### Excerpted text
--

Why let the guest write '0'?  Letting the guest do WRMSR but not RDMSR is
bizarre.

> +			return 1;
> +		break;
> +
>  	case MSR_IA32_MCG_CTL:
>  	case MSR_IA32_MCG_STATUS:
>  	case MSR_IA32_MC0_CTL ... MSR_IA32_MCx_CTL(KVM_MAX_MCE_BANKS) - 1:
> @@ -3549,6 +3557,12 @@ int kvm_get_msr_common(struct kvm_vcpu *vcpu, struct msr_data *msr_info)
>  		if (!guest_pv_has(vcpu, KVM_FEATURE_ASYNC_PF))
>  			return 1;
>  
> +		msr_info->data = 0;
> +		break;
> +	case MSR_KVM_MIGRATION_CONTROL:
> +		if (!guest_pv_has(vcpu, KVM_FEATURE_HC_PAGE_ENC_STATUS))
> +			return 1;
> +
>  		msr_info->data = 0;
>  		break;
>  	case MSR_KVM_STEAL_TIME:
> -- 
> 2.26.2
>

Kalra, Ashish April 20, 2021, 6:11 p.m. UTC | #3

On Tue, Apr 20, 2021 at 05:31:07PM +0000, Sean Christopherson wrote:
> On Tue, Apr 20, 2021, Paolo Bonzini wrote:
> > From ef78673f78e3f2eedc498c1fbf9271146caa83cb Mon Sep 17 00:00:00 2001
> > From: Ashish Kalra <ashish.kalra@amd.com>
> > Date: Thu, 15 Apr 2021 15:57:02 +0000
> > Subject: [PATCH 2/3] KVM: X86: Introduce KVM_HC_PAGE_ENC_STATUS hypercall
> > 
> > This hypercall is used by the SEV guest to notify a change in the page
> > encryption status to the hypervisor. The hypercall should be invoked
> > only when the encryption attribute is changed from encrypted -> decrypted
> > and vice versa. By default all guest pages are considered encrypted.

--

Continue the KVM mailing-list thread on the page-encryption hypercall from the point where it stops.

--

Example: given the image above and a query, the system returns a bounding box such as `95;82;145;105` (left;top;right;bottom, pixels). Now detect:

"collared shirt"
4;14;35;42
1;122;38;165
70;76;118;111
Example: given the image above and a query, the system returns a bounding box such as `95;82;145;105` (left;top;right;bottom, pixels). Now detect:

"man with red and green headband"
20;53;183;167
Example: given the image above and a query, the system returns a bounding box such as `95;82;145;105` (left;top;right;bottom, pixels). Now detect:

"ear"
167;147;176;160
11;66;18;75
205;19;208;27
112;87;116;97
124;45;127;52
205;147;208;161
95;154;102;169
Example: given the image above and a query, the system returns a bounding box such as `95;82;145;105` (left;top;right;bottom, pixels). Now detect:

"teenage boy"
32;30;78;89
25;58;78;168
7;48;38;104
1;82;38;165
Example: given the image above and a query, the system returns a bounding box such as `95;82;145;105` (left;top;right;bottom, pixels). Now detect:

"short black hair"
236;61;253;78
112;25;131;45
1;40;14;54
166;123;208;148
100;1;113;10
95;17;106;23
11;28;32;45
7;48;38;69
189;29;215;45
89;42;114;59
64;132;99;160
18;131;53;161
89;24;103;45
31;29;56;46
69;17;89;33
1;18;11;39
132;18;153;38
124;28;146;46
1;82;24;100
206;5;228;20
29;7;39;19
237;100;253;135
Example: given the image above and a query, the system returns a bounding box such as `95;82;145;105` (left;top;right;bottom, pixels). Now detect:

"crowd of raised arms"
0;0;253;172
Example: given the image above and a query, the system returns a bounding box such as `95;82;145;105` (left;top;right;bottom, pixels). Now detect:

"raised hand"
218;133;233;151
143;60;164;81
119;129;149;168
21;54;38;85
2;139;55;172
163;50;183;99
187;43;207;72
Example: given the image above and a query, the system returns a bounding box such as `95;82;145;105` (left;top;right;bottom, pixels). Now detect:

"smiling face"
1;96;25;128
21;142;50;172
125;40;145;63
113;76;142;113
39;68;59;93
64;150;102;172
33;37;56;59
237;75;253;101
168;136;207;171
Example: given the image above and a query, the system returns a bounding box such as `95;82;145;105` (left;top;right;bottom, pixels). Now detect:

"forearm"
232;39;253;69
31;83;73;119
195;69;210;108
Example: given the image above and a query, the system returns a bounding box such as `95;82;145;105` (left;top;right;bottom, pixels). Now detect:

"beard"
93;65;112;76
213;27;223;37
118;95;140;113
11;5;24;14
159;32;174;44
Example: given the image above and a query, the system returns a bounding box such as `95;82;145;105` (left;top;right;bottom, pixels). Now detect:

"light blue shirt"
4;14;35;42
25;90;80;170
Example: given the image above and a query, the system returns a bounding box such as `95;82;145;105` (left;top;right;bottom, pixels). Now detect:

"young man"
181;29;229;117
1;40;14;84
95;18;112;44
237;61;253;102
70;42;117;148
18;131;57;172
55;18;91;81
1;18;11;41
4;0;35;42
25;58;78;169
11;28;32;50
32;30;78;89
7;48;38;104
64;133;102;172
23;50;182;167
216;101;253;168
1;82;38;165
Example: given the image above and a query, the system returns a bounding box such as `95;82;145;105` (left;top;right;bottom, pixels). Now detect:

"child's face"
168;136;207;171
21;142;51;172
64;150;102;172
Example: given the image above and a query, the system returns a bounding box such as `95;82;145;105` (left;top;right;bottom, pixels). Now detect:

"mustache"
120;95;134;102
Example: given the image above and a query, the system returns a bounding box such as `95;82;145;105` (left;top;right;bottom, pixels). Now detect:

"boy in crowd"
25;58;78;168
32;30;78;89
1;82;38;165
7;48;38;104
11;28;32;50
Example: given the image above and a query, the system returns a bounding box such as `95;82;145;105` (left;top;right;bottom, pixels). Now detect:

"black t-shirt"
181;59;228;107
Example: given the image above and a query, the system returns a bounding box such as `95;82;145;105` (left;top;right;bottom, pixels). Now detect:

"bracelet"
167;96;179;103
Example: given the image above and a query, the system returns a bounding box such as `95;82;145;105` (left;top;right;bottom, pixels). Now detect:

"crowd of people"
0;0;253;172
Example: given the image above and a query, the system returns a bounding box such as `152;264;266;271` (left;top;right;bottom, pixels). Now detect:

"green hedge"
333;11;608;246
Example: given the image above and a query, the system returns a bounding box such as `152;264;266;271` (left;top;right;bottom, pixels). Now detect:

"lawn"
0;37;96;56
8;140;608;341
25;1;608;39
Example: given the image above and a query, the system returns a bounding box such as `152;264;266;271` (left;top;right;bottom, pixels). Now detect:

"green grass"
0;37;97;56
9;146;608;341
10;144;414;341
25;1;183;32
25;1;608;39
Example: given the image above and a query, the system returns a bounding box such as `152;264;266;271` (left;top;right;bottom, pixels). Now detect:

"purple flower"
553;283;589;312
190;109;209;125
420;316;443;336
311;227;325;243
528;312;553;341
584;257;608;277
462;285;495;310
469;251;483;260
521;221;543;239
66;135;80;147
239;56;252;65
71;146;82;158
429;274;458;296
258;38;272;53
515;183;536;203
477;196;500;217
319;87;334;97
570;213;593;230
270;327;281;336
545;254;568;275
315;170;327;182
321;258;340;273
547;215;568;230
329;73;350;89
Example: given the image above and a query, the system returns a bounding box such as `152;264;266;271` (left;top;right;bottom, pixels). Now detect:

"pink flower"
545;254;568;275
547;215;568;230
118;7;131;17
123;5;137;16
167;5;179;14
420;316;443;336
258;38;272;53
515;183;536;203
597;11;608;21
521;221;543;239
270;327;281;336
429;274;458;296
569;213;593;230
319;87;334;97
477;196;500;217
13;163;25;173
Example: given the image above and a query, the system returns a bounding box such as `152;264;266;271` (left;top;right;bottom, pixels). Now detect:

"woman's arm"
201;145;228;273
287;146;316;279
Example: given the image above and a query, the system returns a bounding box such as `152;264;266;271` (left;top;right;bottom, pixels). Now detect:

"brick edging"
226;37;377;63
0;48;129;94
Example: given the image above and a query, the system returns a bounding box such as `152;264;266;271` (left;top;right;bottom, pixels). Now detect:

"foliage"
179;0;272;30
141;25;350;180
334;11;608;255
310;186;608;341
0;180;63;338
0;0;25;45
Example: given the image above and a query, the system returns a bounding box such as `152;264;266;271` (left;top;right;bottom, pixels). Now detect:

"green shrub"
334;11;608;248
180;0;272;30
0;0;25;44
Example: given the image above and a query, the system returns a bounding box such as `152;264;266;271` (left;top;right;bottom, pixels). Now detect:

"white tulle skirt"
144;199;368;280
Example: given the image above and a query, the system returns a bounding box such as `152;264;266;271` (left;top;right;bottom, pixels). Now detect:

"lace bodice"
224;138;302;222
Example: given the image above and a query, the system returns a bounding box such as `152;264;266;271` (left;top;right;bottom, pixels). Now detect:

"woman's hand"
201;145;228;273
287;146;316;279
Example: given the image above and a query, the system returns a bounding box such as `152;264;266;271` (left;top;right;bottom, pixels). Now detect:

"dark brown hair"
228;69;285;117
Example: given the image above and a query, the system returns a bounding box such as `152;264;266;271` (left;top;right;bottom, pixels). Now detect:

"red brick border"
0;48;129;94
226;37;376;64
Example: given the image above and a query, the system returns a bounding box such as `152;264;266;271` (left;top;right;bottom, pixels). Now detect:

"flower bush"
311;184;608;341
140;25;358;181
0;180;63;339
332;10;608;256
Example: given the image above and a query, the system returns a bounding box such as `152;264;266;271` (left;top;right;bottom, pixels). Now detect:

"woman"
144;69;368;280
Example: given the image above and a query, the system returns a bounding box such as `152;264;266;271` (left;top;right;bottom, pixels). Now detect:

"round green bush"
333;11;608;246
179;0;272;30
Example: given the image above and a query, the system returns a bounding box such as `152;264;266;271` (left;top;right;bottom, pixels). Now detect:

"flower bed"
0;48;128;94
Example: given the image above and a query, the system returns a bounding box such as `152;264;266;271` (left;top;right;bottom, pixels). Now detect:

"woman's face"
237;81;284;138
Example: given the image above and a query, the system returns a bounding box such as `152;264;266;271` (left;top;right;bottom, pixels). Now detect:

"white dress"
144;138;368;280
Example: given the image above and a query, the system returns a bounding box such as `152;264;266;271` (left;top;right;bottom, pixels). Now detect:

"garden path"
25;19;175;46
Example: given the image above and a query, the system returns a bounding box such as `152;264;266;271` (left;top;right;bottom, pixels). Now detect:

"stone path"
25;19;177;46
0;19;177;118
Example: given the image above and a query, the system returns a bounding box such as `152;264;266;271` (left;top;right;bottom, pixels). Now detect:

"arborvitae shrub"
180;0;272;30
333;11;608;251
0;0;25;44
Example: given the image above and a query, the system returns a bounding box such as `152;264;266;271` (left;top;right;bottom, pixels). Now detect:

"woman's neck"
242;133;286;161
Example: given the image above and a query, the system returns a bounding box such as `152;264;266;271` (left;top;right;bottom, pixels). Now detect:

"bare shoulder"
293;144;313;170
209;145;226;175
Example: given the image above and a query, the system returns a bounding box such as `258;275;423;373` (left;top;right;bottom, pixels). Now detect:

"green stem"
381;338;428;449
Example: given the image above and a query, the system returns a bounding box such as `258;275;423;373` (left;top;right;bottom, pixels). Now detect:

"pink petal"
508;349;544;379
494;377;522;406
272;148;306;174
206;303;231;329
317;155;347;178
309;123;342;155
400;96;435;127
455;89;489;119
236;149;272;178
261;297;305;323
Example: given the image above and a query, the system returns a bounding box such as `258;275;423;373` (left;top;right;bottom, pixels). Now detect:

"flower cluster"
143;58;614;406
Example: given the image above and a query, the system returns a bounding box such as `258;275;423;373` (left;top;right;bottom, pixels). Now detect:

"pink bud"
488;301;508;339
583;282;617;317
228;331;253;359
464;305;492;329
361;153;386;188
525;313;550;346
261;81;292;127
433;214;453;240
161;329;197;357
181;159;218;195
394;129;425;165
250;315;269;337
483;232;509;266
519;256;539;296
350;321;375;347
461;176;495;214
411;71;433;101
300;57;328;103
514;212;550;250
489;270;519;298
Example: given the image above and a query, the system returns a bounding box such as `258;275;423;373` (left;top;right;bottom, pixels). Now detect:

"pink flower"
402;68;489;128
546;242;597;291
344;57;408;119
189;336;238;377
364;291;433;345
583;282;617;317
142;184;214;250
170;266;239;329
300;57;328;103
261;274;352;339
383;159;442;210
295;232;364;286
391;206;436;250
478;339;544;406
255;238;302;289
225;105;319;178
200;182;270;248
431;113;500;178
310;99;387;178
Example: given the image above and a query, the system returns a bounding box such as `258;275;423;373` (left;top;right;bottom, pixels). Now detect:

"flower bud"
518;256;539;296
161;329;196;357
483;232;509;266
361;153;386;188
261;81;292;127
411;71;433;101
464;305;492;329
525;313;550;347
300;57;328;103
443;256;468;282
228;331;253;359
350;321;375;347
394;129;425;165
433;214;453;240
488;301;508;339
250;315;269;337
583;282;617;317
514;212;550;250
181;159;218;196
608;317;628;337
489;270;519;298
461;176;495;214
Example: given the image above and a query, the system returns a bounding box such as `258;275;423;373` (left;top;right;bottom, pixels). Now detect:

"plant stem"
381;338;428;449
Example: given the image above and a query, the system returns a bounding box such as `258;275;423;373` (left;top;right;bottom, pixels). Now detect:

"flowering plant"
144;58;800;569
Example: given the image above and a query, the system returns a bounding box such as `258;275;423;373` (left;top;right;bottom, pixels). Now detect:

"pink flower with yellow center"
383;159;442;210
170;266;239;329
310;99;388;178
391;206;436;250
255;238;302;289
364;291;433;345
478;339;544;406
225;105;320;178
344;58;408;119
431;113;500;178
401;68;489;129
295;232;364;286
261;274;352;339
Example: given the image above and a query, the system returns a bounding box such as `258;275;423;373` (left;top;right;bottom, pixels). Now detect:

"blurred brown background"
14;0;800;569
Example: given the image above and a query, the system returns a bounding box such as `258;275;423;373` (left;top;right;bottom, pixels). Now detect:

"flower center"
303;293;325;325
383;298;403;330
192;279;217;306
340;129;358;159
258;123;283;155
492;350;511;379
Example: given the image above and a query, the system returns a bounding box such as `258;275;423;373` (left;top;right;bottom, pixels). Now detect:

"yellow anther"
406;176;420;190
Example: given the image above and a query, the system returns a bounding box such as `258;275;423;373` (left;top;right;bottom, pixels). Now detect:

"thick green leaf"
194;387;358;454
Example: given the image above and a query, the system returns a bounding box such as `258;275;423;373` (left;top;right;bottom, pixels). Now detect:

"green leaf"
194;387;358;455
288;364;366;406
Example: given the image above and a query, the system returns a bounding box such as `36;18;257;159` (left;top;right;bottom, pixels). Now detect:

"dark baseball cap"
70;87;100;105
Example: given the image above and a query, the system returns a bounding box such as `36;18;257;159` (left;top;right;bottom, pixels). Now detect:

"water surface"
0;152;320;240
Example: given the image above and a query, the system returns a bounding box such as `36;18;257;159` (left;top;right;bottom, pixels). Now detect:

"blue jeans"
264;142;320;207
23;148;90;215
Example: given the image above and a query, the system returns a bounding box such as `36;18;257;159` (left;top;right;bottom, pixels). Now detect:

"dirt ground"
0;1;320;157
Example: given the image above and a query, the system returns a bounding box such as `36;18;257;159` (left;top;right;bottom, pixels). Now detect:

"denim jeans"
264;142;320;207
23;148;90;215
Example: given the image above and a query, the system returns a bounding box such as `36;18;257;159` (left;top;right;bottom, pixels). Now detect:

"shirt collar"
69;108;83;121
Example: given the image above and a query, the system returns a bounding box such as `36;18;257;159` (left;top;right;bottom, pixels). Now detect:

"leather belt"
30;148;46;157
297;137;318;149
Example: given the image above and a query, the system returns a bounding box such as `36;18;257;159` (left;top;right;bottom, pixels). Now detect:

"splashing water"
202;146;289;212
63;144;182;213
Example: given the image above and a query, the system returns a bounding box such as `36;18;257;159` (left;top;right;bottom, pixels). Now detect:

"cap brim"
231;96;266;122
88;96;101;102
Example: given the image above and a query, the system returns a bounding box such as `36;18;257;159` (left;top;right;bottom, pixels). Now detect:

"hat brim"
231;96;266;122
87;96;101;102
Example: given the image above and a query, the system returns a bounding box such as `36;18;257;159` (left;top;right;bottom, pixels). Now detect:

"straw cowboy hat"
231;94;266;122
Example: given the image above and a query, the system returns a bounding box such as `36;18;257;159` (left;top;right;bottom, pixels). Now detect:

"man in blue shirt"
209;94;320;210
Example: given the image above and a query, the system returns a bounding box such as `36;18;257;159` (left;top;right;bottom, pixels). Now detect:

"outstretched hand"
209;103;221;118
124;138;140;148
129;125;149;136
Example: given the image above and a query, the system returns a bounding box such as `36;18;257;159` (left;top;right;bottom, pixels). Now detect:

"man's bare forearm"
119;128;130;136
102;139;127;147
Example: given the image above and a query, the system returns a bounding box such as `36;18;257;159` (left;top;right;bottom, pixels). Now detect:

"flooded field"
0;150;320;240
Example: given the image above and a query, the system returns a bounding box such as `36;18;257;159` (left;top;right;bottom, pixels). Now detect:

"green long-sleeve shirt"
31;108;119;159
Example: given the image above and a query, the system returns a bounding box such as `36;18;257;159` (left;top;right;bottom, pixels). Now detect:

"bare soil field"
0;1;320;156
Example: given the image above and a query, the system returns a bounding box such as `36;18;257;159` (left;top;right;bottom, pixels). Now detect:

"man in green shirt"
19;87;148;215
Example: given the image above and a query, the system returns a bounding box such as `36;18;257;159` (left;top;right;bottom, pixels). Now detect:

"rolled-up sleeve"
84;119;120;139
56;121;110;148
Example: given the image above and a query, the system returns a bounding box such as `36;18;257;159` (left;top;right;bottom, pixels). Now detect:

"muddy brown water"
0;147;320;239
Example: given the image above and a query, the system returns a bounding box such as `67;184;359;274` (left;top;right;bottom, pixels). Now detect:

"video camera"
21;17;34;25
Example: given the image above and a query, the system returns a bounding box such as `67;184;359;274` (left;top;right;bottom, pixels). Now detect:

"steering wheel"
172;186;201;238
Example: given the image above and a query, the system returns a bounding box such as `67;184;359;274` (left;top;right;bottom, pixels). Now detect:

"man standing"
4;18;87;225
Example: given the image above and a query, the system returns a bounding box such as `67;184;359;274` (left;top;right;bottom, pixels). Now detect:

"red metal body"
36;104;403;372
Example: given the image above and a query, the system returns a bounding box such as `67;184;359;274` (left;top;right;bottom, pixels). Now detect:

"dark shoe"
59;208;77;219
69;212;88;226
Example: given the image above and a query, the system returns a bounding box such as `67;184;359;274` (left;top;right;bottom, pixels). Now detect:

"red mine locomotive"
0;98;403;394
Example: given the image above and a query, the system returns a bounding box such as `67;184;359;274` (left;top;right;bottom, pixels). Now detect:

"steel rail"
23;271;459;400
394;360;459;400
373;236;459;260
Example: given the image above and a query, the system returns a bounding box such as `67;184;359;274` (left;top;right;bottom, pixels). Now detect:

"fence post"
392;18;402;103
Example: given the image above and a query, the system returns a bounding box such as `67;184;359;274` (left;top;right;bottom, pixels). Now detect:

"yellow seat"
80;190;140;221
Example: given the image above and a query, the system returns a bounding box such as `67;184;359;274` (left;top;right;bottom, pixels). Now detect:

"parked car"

--

### Written response
> > 
> > The hypercall exits to userspace to manage the guest shared regions and
> > integrate with the userspace VMM's migration code.
> 
> ...
> 
> > diff --git a/Documentation/virt/kvm/api.rst b/Documentation/virt/kvm/api.rst
> > index fd4a84911355..2bc353d1f356 100644
> > --- a/Documentation/virt/kvm/api.rst
> > +++ b/Documentation/virt/kvm/api.rst
> > @@ -6766,3 +6766,14 @@ they will get passed on to user space. So user space still has to have
> >  an implementation for these despite the in kernel acceleration.
> >  
> >  This capability is always enabled.
> > +
> > +8.32 KVM_CAP_EXIT_HYPERCALL
> > +---------------------------
> > +
> > +:Capability: KVM_CAP_EXIT_HYPERCALL
> > +:Architectures: x86
> > +:Type: vm
> > +
> > +This capability, if enabled, will cause KVM to exit to userspace
> > +with KVM_EXIT_HYPERCALL exit reason to process some hypercalls.
> > +Right now, the only such hypercall is KVM_HC_PAGE_ENC_STATUS.
> > diff --git a/Documentation/virt/kvm/cpuid.rst b/Documentation/virt/kvm/cpuid.rst
> > index cf62162d4be2..c9378d163b5a 100644
> > --- a/Documentation/virt/kvm/cpuid.rst
> > +++ b/Documentation/virt/kvm/cpuid.rst
> > @@ -96,6 +96,11 @@ KVM_FEATURE_MSI_EXT_DEST_ID        15          guest checks this feature bit
> >                                                 before using extended destination
> >                                                 ID bits in MSI address bits 11-5.
> >  
> > +KVM_FEATURE_HC_PAGE_ENC_STATUS     16          guest checks this feature bit before
> > +                                               using the page encryption state
> > +                                               hypercall to notify the page state
> > +                                               change
> 
> ...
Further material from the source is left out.